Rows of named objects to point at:
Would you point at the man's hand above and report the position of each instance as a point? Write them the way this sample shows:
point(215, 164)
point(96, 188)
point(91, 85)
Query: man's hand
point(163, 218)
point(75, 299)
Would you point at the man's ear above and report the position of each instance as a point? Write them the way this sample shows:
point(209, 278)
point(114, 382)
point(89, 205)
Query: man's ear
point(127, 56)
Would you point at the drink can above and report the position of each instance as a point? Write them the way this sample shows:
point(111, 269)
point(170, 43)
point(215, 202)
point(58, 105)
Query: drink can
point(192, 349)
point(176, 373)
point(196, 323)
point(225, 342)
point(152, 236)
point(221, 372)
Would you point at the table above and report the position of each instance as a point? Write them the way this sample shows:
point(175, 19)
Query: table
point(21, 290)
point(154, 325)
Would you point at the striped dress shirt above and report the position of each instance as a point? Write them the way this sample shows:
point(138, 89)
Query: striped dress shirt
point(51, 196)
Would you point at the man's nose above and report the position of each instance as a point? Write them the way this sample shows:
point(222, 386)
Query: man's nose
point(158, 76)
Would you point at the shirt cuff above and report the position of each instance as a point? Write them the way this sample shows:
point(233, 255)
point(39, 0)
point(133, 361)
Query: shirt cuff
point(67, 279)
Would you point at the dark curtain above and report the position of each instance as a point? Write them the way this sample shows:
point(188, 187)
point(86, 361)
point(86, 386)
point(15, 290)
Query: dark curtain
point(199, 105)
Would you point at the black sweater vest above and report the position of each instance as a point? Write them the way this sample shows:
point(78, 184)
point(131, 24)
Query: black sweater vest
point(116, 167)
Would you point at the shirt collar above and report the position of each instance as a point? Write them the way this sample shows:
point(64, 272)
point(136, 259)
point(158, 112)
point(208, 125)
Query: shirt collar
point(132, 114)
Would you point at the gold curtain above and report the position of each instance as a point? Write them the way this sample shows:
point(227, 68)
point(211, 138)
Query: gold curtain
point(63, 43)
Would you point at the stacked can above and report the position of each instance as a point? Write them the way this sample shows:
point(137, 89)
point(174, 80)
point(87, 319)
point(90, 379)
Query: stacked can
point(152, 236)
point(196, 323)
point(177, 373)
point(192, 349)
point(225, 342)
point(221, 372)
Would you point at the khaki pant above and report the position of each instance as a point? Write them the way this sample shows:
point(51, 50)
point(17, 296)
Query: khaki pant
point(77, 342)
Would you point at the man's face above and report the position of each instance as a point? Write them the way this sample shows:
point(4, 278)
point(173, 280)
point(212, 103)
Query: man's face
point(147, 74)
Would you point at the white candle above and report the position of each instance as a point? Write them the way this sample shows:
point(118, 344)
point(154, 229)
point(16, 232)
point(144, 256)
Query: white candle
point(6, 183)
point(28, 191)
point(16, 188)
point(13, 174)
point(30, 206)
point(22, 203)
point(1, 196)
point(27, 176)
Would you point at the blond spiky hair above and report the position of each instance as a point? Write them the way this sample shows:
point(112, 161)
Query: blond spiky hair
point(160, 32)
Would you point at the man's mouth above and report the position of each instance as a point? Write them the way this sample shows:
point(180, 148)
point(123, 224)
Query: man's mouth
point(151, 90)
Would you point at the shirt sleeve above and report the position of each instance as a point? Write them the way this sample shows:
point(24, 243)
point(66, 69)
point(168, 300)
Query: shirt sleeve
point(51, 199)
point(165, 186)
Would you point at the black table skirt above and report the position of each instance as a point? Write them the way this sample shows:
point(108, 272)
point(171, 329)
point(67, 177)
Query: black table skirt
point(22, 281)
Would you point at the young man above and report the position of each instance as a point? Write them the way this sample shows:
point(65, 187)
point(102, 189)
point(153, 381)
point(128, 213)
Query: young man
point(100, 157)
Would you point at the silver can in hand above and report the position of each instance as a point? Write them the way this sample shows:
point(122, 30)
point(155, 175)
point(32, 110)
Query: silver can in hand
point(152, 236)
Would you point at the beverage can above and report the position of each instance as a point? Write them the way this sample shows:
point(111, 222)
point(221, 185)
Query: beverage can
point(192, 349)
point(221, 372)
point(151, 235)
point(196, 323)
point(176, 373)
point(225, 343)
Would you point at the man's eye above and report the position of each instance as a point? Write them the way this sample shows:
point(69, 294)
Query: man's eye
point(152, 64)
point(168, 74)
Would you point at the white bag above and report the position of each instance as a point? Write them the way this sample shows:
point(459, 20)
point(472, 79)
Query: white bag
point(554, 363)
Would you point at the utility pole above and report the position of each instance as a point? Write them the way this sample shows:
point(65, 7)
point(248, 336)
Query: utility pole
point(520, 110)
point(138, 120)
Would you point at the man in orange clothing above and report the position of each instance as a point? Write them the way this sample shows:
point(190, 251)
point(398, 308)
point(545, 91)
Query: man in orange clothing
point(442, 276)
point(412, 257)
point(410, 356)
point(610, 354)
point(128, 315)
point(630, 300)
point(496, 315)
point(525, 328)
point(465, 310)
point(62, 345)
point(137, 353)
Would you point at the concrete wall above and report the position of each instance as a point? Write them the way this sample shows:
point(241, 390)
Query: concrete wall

● REQUIREMENTS: Edit everything from the line containing "Would you point at the young" down to the line containing "point(138, 120)" so that "beverage can" becomes "soda can", and give those lines back with nothing else altered.

● SOLUTION FOR THIS PROBLEM:
Would you point at the young man above and report the position of each instance as a point? Write them the way this sample shows:
point(65, 187)
point(102, 189)
point(153, 381)
point(128, 213)
Query: young man
point(100, 157)
Would you point at the silver can in hand above and report the position of each instance as a point? Write them the way this sample shows:
point(122, 30)
point(155, 175)
point(32, 110)
Query: silver can in hand
point(152, 236)
Would you point at the soda can above and report the position of each instance as a point? Write them the way this sample shows:
point(111, 222)
point(221, 185)
Query: soda can
point(192, 349)
point(221, 372)
point(151, 235)
point(196, 323)
point(176, 373)
point(225, 343)
Would you point at the man's eye above and report the position of each instance as a point? Write them the way this sample shows:
point(69, 294)
Query: man's eye
point(152, 64)
point(168, 74)
Would you point at the white bag above and report the position of each instance as a point? Write them the way this sample shows:
point(459, 20)
point(472, 79)
Query: white bag
point(554, 363)
Would you point at the utility pole above and report the position of each instance as a point? Write them the way this sample shows:
point(65, 7)
point(248, 336)
Query: utility pole
point(520, 110)
point(138, 120)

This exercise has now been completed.